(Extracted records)
┄┄┄┄┄┄┄┄┄┄

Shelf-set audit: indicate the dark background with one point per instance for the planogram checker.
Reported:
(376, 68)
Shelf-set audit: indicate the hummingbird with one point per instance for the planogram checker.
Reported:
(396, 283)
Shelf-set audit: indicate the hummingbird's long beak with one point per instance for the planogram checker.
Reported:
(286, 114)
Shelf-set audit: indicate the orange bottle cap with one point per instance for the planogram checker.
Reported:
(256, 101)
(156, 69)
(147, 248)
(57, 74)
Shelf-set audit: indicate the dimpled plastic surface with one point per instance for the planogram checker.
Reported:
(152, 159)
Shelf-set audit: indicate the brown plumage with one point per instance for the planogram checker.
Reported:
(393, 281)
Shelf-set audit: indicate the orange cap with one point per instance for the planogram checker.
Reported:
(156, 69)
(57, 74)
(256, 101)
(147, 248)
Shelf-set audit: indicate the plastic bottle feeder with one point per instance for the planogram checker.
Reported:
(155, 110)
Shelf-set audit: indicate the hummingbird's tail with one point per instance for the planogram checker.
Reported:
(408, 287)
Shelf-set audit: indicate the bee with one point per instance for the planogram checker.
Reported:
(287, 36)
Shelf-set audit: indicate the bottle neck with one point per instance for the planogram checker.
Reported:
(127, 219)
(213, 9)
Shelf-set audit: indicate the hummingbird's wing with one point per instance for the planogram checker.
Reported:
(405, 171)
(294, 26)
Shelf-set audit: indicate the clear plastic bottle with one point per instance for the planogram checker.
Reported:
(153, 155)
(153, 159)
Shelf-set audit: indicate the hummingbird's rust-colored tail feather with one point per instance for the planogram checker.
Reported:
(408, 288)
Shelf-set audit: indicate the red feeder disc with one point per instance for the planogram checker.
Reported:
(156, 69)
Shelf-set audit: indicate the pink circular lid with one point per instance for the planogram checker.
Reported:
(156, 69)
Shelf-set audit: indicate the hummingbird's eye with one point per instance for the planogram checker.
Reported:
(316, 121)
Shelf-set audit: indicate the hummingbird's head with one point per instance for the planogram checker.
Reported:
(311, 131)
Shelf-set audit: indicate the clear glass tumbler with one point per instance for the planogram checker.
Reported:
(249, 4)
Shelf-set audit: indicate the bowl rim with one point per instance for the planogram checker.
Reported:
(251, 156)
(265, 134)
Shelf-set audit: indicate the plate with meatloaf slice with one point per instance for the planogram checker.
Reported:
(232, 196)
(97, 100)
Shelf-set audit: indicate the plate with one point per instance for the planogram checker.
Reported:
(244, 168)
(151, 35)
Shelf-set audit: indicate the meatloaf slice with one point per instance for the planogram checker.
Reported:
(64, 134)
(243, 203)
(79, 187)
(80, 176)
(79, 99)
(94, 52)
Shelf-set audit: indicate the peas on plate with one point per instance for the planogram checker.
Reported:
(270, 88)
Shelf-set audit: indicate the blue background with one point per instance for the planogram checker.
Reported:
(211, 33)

┄┄┄┄┄┄┄┄┄┄

**Directions for this task**
Retype each record exactly, leaving nothing out.

**Answer box**
Shelf-set audit: indicate the dark background with one point per instance for the planogram checker.
Reported:
(376, 68)
Shelf-set audit: indicate the hummingbird with one point per instance for the planogram checker.
Reported:
(396, 283)
Shelf-set audit: indicate the hummingbird's long beak with one point per instance for the planogram checker.
Reported:
(286, 114)
Shelf-set audit: indicate the orange bottle cap with one point per instance for the planogram checker.
Reported:
(256, 101)
(156, 69)
(147, 248)
(57, 74)
Shelf-set audit: indicate the dimpled plastic surface with one point per instance for the planogram checker.
Reported:
(152, 159)
Shelf-set audit: indicate the brown plumage with one point per instance for the planogram checker.
Reported:
(393, 281)
Shelf-set audit: indicate the orange cap with one point per instance for the planogram checker.
Reported:
(156, 69)
(57, 74)
(256, 101)
(147, 248)
Shelf-set audit: indicate the plastic bottle feeder with one point per instance for the planogram checker.
Reported:
(155, 110)
Shelf-set audit: indicate the hummingbird's tail with one point per instance for the planogram checker.
Reported:
(408, 287)
Shelf-set audit: indicate the bee with one point per instance for the planogram checker.
Reported:
(287, 36)
Shelf-set audit: indicate the bottle neck with one point per instance for the planogram checker.
Reported:
(127, 219)
(213, 9)
Shelf-set audit: indicate the hummingbird's wing with one point per instance for the planogram checker.
Reported:
(405, 171)
(294, 26)
Shelf-set audit: indicate the clear plastic bottle with one point per instance for the planogram checker.
Reported:
(153, 155)
(153, 159)
Shelf-set audit: indicate the hummingbird's rust-colored tail feather with one point per instance for the planogram checker.
Reported:
(408, 288)
Shelf-set audit: indicate the red feeder disc with one point per instance for the planogram checker.
Reported:
(156, 69)
Shelf-set audit: indicate the pink circular lid with one point per instance for the planogram checker.
Reported:
(156, 69)
Shelf-set audit: indicate the hummingbird's eye with one point per instance for the planogram checker.
Reported:
(316, 121)
Shelf-set audit: indicate the hummingbird's head with one point per instance for the planogram checker.
Reported:
(311, 131)
Shelf-set audit: indicate the clear glass tumbler with one point per instance for the planogram checker.
Reported:
(249, 4)
Shelf-set audit: indicate the bowl rim with one point per instance for the planogram checker.
Reported:
(251, 156)
(265, 134)
Shelf-set audit: indicate the plate with meatloaf slice with one point per instance for the planogram checker.
Reported:
(232, 196)
(97, 100)
Shelf-set audit: indicate the plate with one point per instance for the planogram checker.
Reported:
(244, 168)
(151, 35)
Shelf-set audit: indicate the meatloaf slice with one point per instance for the planogram checker.
Reported:
(64, 134)
(243, 203)
(79, 187)
(80, 176)
(79, 99)
(94, 52)
Shelf-set audit: indicate the peas on plate with one point per instance for the planogram checker.
Reported:
(270, 88)
Shelf-set audit: indicate the blue background with one point per instance for the planogram checker.
Reported:
(211, 33)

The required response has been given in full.